Top of SUPPLIED ENTRIES

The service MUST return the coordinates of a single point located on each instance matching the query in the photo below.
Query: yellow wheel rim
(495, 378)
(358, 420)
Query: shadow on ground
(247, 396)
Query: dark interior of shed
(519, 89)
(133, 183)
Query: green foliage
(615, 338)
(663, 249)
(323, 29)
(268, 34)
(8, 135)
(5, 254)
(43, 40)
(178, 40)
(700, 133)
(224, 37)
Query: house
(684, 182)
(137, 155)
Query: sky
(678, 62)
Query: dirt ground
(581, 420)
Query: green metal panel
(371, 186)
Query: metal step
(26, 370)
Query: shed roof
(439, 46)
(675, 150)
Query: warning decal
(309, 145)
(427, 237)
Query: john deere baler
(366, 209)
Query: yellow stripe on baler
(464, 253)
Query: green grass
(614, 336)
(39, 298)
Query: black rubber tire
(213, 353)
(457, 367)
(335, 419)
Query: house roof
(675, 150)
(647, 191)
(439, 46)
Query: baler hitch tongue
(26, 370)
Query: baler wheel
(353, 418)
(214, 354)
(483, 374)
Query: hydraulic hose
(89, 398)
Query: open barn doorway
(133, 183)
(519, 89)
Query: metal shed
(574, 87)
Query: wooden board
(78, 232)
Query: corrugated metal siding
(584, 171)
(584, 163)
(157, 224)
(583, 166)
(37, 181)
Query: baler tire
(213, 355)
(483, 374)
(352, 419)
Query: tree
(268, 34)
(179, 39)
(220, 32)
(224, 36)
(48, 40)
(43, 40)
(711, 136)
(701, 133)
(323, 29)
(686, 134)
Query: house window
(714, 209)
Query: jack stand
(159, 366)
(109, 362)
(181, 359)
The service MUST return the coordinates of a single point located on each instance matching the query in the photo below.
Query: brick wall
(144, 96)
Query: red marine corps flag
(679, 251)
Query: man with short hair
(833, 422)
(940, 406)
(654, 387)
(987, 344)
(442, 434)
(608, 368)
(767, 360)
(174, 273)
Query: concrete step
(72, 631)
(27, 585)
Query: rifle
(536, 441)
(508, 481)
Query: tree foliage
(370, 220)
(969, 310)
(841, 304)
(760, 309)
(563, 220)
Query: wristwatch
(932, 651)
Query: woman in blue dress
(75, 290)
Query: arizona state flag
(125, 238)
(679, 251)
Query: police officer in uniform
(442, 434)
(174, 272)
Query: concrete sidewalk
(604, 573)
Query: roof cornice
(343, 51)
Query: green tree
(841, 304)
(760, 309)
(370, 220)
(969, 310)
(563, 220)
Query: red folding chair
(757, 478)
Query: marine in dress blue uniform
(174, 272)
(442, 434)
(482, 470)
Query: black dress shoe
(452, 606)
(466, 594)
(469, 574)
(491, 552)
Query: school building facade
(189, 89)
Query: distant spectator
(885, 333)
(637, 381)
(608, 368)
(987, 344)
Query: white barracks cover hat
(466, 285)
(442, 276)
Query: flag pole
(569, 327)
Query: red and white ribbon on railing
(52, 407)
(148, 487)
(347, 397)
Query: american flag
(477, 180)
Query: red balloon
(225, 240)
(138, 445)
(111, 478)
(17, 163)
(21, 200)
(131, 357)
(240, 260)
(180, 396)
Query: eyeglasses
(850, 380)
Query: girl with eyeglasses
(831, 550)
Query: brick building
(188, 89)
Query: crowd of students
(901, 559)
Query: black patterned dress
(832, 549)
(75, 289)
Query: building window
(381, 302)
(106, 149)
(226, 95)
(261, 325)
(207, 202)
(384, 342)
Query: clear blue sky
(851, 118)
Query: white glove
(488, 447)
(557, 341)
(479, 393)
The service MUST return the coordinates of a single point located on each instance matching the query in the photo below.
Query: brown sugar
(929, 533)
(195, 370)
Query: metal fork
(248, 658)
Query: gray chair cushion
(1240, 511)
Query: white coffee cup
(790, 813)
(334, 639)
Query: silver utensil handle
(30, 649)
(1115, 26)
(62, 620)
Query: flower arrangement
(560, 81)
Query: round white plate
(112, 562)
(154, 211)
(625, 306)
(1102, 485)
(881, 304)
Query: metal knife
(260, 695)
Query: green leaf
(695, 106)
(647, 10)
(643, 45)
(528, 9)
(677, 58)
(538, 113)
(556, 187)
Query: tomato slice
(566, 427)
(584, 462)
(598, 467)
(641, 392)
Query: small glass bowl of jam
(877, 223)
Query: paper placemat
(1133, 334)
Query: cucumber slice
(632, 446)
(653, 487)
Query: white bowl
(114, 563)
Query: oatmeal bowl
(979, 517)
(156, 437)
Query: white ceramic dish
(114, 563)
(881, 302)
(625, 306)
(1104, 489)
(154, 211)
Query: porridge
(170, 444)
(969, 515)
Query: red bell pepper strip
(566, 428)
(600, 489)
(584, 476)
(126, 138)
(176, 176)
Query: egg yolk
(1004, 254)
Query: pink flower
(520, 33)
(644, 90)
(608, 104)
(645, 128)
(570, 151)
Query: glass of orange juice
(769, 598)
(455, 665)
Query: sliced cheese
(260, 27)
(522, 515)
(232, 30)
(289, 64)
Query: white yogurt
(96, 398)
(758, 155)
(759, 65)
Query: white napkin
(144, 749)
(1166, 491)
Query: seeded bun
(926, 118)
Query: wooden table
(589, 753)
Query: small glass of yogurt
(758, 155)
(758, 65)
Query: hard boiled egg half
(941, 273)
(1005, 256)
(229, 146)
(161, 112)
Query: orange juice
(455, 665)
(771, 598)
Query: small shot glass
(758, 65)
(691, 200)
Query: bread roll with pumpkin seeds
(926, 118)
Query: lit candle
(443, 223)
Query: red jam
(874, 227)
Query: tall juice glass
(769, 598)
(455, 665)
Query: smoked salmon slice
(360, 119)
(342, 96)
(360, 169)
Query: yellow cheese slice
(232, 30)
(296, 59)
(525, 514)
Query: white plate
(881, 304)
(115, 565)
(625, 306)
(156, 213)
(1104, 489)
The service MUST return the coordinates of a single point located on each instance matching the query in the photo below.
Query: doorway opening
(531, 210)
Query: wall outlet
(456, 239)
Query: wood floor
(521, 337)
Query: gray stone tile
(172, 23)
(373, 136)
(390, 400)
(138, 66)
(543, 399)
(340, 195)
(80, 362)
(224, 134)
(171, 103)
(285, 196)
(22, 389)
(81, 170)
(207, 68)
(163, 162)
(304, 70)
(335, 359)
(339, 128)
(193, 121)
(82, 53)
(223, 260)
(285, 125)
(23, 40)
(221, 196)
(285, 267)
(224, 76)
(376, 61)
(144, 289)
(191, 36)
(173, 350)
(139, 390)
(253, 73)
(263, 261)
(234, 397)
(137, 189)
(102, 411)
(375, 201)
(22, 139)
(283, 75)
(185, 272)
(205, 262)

Bottom of SUPPLIED ENTRIES

All entries are to be output exactly as they stand.

## RESPONSE TO THE EXERCISE
The service MUST return the coordinates of a single point located on each instance matching the query in the photo below.
Query: yellow wheel rim
(495, 378)
(358, 420)
Query: shadow on ground
(247, 396)
Query: dark interior of shed
(519, 89)
(133, 183)
Query: green foliage
(615, 338)
(663, 249)
(323, 29)
(268, 34)
(8, 135)
(5, 254)
(43, 40)
(178, 40)
(700, 133)
(224, 37)
Query: house
(684, 182)
(137, 155)
Query: sky
(678, 62)
Query: dirt ground
(581, 420)
Query: green metal panel
(371, 186)
Query: metal step
(26, 370)
Query: shed roof
(439, 46)
(675, 150)
Query: warning decal
(309, 145)
(427, 237)
Query: john deere baler
(366, 209)
Query: yellow stripe on baler
(464, 253)
Query: green grass
(614, 336)
(39, 298)
Query: black rubber tire
(213, 353)
(457, 367)
(335, 419)
Query: house roof
(675, 150)
(647, 191)
(439, 46)
Query: baler hitch tongue
(26, 370)
Query: baler wheel
(353, 418)
(214, 354)
(483, 374)
Query: hydraulic hose
(89, 398)
Query: open barn doorway
(133, 183)
(519, 89)
Query: metal shed
(574, 87)
Query: wooden board
(78, 232)
Query: corrugated metal siding
(584, 171)
(584, 163)
(157, 224)
(583, 166)
(37, 181)
Query: baler tire
(213, 355)
(483, 374)
(352, 419)
Query: tree
(268, 34)
(179, 39)
(220, 32)
(224, 36)
(48, 40)
(43, 40)
(711, 136)
(701, 133)
(323, 29)
(686, 134)
Query: house window
(714, 209)
Query: jack stand
(159, 366)
(109, 362)
(181, 359)
The service MUST return the coordinates of a single point located on each instance matching the query in the photo below.
Query: brick wall
(144, 96)
Query: red marine corps flag
(679, 251)
Query: man with short hair
(833, 422)
(940, 406)
(654, 387)
(987, 344)
(442, 434)
(608, 368)
(767, 360)
(174, 273)
Query: concrete step
(72, 631)
(27, 585)
Query: rifle
(536, 441)
(508, 481)
Query: tree foliage
(370, 220)
(969, 310)
(841, 304)
(760, 309)
(563, 220)
Query: wristwatch
(932, 651)
Query: woman in blue dress
(75, 290)
Query: arizona state flag
(125, 238)
(679, 251)
Query: police officer in uniform
(442, 434)
(174, 272)
Query: concrete sidewalk
(604, 573)
Query: roof cornice
(343, 51)
Query: green tree
(841, 304)
(760, 309)
(370, 220)
(969, 310)
(563, 220)
Query: red folding chair
(757, 478)
Query: marine in dress blue uniform
(174, 272)
(442, 434)
(482, 470)
Query: black dress shoe
(452, 606)
(466, 594)
(469, 574)
(491, 552)
Query: school building facade
(189, 89)
Query: distant spectator
(885, 333)
(637, 381)
(608, 368)
(987, 344)
Query: white barracks cover hat
(466, 285)
(442, 276)
Query: flag pole
(569, 327)
Query: red and white ribbon on railing
(52, 407)
(148, 487)
(347, 397)
Query: american flag
(477, 180)
Query: red balloon
(225, 240)
(138, 445)
(111, 478)
(17, 163)
(21, 200)
(131, 357)
(240, 260)
(180, 396)
Query: eyeglasses
(850, 380)
Query: girl with eyeglasses
(831, 550)
Query: brick building
(188, 89)
Query: crowd of students
(901, 559)
Query: black patterned dress
(832, 549)
(75, 289)
Query: building window
(381, 302)
(106, 149)
(226, 95)
(261, 325)
(207, 202)
(384, 342)
Query: clear blue sky
(851, 118)
Query: white glove
(488, 447)
(557, 341)
(479, 393)
The service MUST return the coordinates of a single point located on each instance matching the query in the photo below.
Query: brown sugar
(929, 533)
(195, 370)
Query: metal fork
(248, 658)
Query: gray chair cushion
(1240, 511)
Query: white coffee cup
(790, 813)
(334, 639)
Query: silver utensil handle
(30, 649)
(1115, 26)
(62, 620)
Query: flower arrangement
(560, 81)
Query: round white plate
(112, 562)
(154, 211)
(625, 306)
(1102, 485)
(881, 304)
Query: metal knife
(260, 695)
Query: green leaf
(695, 106)
(647, 10)
(643, 45)
(528, 9)
(677, 58)
(538, 113)
(556, 187)
Query: tomato slice
(566, 427)
(584, 462)
(598, 467)
(641, 392)
Query: small glass bowl of jam
(877, 223)
Query: paper placemat
(1133, 334)
Query: cucumber slice
(632, 446)
(653, 487)
Query: white bowl
(114, 563)
Query: oatmeal bowl
(979, 517)
(156, 437)
Query: white ceramic dish
(114, 563)
(881, 302)
(625, 306)
(1104, 489)
(154, 211)
Query: porridge
(170, 444)
(969, 515)
Query: red bell pepper strip
(566, 428)
(600, 489)
(584, 476)
(126, 138)
(176, 176)
Query: egg yolk
(1004, 254)
Query: pink flower
(520, 33)
(644, 90)
(608, 104)
(645, 128)
(570, 151)
Query: glass of orange juice
(769, 598)
(455, 665)
Query: sliced cheese
(260, 27)
(522, 515)
(232, 30)
(289, 64)
Query: white yogurt
(96, 398)
(758, 155)
(759, 65)
Query: white napkin
(144, 749)
(1166, 491)
Query: seeded bun
(926, 118)
Query: wooden table
(589, 753)
Query: small glass of yogurt
(758, 155)
(758, 65)
Query: hard boiled egg half
(941, 273)
(1005, 256)
(229, 146)
(161, 112)
Query: orange juice
(455, 665)
(771, 598)
Query: small shot glass
(758, 65)
(691, 200)
Query: bread roll with pumpkin seeds
(926, 118)
Query: lit candle
(443, 223)
Query: red jam
(874, 227)
Query: tall juice glass
(769, 598)
(455, 665)
Query: smoked salmon slice
(360, 119)
(342, 96)
(360, 169)
Query: yellow cheese slice
(232, 30)
(296, 59)
(525, 514)
Query: white plate
(881, 304)
(115, 565)
(625, 306)
(156, 213)
(1104, 489)
The service MUST return the coordinates of a single point located on each instance matching the query in the photo below.
Query: doorway opening
(531, 210)
Query: wall outlet
(456, 239)
Query: wood floor
(521, 337)
Query: gray stone tile
(172, 23)
(373, 136)
(390, 400)
(138, 66)
(543, 399)
(340, 195)
(80, 362)
(224, 134)
(171, 103)
(285, 196)
(22, 389)
(81, 170)
(207, 68)
(163, 162)
(304, 70)
(335, 359)
(339, 128)
(193, 121)
(82, 53)
(223, 260)
(285, 125)
(23, 40)
(221, 196)
(285, 267)
(224, 76)
(376, 61)
(144, 289)
(191, 36)
(173, 350)
(139, 390)
(253, 73)
(263, 261)
(234, 397)
(137, 189)
(102, 411)
(375, 201)
(22, 139)
(283, 75)
(185, 272)
(205, 262)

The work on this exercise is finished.